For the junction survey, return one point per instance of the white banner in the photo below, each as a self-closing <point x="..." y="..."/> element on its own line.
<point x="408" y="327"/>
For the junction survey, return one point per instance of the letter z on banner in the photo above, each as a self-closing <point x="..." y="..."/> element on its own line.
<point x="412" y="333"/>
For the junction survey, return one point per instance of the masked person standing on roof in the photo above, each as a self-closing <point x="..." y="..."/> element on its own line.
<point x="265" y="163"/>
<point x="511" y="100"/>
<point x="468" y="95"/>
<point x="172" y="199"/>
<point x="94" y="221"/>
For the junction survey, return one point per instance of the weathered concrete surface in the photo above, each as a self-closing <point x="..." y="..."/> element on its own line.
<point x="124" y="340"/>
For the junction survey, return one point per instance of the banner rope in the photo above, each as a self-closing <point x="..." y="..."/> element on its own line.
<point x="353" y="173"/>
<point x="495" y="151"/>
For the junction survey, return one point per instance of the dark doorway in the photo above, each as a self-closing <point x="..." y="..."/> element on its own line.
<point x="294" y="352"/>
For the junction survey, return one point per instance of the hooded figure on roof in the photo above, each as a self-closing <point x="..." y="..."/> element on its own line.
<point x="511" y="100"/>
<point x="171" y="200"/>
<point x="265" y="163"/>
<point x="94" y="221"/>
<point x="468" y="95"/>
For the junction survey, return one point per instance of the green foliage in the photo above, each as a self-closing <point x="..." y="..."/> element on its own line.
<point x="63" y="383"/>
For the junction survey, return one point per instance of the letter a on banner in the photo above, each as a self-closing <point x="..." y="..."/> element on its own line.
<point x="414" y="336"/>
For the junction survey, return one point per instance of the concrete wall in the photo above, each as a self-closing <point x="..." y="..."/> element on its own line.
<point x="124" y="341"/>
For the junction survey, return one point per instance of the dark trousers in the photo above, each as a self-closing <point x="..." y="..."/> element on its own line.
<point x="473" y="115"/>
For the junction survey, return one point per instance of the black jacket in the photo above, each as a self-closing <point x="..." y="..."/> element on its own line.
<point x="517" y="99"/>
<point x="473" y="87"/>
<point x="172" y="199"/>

......

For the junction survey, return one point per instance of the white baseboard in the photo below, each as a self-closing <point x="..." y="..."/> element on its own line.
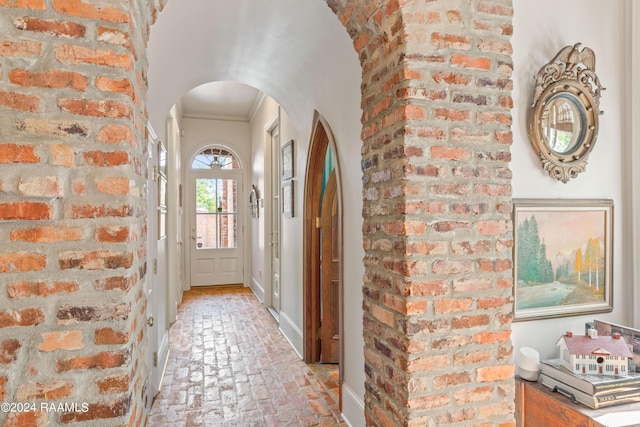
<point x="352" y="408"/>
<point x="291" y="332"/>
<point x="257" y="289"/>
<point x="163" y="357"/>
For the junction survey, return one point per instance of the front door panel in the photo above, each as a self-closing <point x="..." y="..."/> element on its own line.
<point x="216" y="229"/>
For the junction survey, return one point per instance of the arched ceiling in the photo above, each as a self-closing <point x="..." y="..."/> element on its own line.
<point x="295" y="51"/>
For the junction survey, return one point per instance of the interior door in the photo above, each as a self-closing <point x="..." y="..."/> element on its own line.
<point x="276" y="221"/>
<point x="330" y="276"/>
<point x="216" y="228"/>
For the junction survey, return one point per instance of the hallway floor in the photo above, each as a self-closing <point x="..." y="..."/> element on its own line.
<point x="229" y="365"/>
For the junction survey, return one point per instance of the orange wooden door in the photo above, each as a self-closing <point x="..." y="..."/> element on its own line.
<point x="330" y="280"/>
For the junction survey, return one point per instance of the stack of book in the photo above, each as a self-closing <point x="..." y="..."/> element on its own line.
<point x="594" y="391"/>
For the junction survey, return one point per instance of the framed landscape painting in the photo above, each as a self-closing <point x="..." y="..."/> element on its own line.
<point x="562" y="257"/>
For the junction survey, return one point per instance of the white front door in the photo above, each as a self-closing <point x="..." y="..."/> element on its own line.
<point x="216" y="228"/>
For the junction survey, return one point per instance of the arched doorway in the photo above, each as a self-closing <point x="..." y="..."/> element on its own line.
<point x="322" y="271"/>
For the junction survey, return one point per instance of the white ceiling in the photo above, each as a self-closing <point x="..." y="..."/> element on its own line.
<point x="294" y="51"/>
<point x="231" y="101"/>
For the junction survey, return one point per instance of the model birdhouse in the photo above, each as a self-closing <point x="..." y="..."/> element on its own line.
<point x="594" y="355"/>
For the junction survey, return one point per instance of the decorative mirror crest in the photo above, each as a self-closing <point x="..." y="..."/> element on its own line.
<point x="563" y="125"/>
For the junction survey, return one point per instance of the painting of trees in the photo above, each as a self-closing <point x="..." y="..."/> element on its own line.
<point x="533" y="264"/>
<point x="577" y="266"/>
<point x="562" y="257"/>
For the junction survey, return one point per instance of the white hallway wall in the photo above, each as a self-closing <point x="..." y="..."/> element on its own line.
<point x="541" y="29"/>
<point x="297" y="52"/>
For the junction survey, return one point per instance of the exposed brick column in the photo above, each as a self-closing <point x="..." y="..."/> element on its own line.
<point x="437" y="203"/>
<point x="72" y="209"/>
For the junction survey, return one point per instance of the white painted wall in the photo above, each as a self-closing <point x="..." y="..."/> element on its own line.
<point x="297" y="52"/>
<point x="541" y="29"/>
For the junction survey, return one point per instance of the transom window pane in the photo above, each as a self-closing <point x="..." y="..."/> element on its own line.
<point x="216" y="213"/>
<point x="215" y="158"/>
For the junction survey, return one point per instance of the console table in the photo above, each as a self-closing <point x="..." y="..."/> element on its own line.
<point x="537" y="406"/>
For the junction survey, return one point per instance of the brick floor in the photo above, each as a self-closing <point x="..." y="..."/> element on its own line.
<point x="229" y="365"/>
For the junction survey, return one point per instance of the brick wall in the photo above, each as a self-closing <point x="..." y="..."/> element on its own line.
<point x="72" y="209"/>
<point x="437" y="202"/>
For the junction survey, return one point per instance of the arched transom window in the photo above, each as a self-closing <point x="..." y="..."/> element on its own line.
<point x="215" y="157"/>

......

• _Task description_
Please state how many lines of the material above contain the string "dark", matching case exactly. Reply with the number alone.

• _Task solution_
2